= YOUR ASSIGNMENT =
Only an exact repetition of the entries will do.

= EXERCISE MATERIAL =
++++++++

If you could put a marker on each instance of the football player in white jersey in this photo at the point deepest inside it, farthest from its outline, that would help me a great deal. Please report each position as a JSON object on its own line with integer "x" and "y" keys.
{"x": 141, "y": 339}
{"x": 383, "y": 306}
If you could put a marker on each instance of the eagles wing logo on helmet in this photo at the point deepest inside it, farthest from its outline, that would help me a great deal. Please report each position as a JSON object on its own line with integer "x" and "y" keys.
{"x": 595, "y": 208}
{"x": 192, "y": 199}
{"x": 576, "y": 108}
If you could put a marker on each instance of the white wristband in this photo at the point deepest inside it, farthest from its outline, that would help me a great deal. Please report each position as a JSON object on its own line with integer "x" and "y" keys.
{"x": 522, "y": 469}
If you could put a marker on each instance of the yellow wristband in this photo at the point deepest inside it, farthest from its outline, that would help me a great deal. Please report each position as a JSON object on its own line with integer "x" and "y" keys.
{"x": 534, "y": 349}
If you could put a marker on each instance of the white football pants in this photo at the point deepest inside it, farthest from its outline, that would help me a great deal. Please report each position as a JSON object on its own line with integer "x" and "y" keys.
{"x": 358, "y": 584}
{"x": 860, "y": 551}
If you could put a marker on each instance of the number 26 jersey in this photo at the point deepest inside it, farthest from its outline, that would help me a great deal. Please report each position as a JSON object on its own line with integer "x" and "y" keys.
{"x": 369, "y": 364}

++++++++

= RESULT FOR THIS EXERCISE =
If you could put a marker on each instance of the football player in white jersey in this photo at the point deepest inside it, farthest from its outline, that would help me a great deal. Please report each position as a JSON object on its own line with integer "x" and "y" keys.
{"x": 141, "y": 339}
{"x": 383, "y": 306}
If you could put a marker on each instance of the eagles wing logo on helmet in this photo at the point deepest inside it, farthest from its outline, that would help me a great deal. Please report each position as a JSON object on its own line with integer "x" and "y" keys.
{"x": 595, "y": 208}
{"x": 192, "y": 199}
{"x": 576, "y": 108}
If you could put a marker on each instance of the white wristband in this photo at the point deepest inside it, farthest from its outline, that would help me a great deal. Please report each position as a JSON object on its own line with integer "x" and "y" keys.
{"x": 522, "y": 469}
If you could put a marker on each instance of the yellow wristband in this photo at the point deepest inside it, farthest from its outline, that would help me a great deal. Please report each position as a JSON object on its own line with integer "x" and "y" keys.
{"x": 534, "y": 349}
If you could put a marker on each instance of the white football pants in this photo at the point deepest inside it, farthest from its outline, that would help me a great deal. Please report each position as a JSON object on its own line with integer "x" and "y" keys.
{"x": 358, "y": 584}
{"x": 860, "y": 551}
If you could put a marker on each instance of the number 26 jersey in this photo at the point deepest inside it, farthest from its outline, that would help me a great deal. Please report each position as a JSON object on its own line with integer "x" and "y" keys.
{"x": 369, "y": 364}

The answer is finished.